─── Trecho fornecido ───
Ainda que o mercado especializado julgue os valores superestimados, é fato que se trata do segundo negócio mais importante para a Odebrecht, depois da petroquímica Braskem, e de um importante ativo no setor de energia limpa do país. A hierarquia dos negócios ficou assim no grupo baiano desde que a Operação Lava-Jato, em 2015, atingiu em cheio o futuro da construtora, berço do conglomerado em 1944.
Incompatibilidade de gênios
Não está nada claro se haverá um jeito de Odebrecht e Lone Star encontrarem um meio termo para seus interesses. E muito menos se isso será possível nos próximos 12 dias.
A Lone Star entende que passou a ser dona inconteste da Atvos depois de assumir 70% das ações de sua holding controladora (já tinha 20% como garantia própria antes do negócio com os credores peruanos).
A transferência do controle não ocorreu ainda porque o grupo baiano não a registrou nos livros da empresa, pois iniciou uma arbitragem contra os credores peruanos para questionar a boa-fé da transação.
A Odebrecht, que é representada pelo escritório E. Munhoz Advogados, tampouco está disposta a ceder com facilidade. Por enquanto, a discussão de propriedade ainda não foi para a Justiça, mas pode ser o próximo passo.
O movimento deu à gestora americana um poder que como credora isolada não tinha. A Lone Star tem menos de 15% do poder de voto na assembleia de credores. Representantes do fundo vem afirmando que há interesse em aporte de dinheiro novo no negócio (o mercado estima 300 milhões de reais), mas dentro de um novo plano de recuperação para lidar com as dívidas.
O atual está sob o enorme fogo cruzado dessa briga. Pela Lei de Falências, quem apresenta o plano é administração, eleita pelo controlador. Se o dono muda, o plano antigo vale? Não há certeza para ninguém dessa resposta. Por isso, ambos os lados tentam negociar. Do contrário, o jogo estava ganho para alguém. Por enquanto, nem o dono mudou de fato.
Conforme o EXAME IN apurou, alguns bancos credores, incluindo Banco do Brasil e Itaú, querem manter o plano original da Odebrecht para reestruturação da Atvos, que ficou pronto em março deste ano.
O BNDES, porém, após a investida da Lone Star, está reticente e alega insegurança jurídica para seguir com a aprovação da versão atual. Como o banco de fomento é o maior credor da empresa sucroalcooleira, não há aprovação de nada em assembleia sem ele.
─── Dados registrados ───
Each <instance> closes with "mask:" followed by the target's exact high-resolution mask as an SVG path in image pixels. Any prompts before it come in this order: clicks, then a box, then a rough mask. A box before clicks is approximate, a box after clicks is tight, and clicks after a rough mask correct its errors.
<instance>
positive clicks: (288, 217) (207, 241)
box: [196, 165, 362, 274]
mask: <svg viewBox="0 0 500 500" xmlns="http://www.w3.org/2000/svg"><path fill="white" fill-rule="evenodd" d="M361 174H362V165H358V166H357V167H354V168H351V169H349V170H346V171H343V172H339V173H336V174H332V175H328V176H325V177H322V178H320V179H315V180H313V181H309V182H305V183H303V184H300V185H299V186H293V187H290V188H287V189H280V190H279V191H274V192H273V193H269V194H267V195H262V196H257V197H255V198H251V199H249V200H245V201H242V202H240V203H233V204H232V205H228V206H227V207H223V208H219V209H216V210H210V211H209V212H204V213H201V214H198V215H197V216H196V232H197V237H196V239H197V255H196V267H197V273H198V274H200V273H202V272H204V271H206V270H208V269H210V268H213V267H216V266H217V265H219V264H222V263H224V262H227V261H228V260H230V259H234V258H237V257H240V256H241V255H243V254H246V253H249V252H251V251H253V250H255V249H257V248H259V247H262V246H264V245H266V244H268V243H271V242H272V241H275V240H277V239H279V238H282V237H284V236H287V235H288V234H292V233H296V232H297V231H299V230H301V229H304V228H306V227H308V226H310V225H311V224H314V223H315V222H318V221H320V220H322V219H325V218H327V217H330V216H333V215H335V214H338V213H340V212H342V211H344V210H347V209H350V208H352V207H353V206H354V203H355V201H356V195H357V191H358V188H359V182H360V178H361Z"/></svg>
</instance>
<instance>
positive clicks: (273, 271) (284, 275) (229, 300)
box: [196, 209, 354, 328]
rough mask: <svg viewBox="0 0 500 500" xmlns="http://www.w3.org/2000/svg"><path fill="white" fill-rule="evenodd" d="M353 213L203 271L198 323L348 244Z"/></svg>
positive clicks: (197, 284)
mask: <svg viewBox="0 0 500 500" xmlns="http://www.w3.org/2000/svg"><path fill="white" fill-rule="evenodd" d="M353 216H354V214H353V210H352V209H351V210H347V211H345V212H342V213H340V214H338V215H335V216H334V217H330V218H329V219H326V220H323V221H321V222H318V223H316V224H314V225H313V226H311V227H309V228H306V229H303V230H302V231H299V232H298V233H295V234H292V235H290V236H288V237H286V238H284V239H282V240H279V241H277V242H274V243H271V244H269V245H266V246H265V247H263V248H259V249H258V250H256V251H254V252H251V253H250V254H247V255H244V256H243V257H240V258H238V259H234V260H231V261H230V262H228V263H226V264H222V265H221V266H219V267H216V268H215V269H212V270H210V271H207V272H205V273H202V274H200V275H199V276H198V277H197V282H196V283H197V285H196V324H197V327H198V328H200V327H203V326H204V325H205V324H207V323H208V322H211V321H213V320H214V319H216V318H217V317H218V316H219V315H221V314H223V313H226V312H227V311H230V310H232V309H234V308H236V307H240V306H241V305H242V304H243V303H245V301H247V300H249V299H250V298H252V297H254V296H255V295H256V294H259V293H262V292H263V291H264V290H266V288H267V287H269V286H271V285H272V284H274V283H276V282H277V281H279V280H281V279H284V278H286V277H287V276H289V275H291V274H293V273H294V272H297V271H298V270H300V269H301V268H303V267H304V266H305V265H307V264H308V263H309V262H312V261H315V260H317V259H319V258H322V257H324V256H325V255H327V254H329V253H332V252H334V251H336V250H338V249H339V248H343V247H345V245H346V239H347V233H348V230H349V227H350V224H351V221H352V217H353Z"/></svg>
───
Tarefa prática 1
Por favor, reproduza a parte do trecho que começa nas palavras "O movimento deu" e termina depois de "mudou de fato.".
Tarefa prática 2
Liste todos os bancos mencionados pelo nome no trecho.
As entradas acima não são necessárias.

Resolução 1
O movimento deu à gestora americana um poder que como credora isolada não tinha. A Lone Star tem menos de 15% do poder de voto na assembleia de credores. Representantes do fundo vem afirmando que há interesse em aporte de dinheiro novo no negócio (o mercado estima 300 milhões de reais), mas dentro de um novo plano de recuperação para lidar com as dívidas.
O atual está sob o enorme fogo cruzado dessa briga. Pela Lei de Falências, quem apresenta o plano é administração, eleita pelo controlador. Se o dono muda, o plano antigo vale? Não há certeza para ninguém dessa resposta. Por isso, ambos os lados tentam negociar. Do contrário, o jogo estava ganho para alguém. Por enquanto, nem o dono mudou de fato.

Resolução 2
Banco do Brasil, Itaú e BNDES.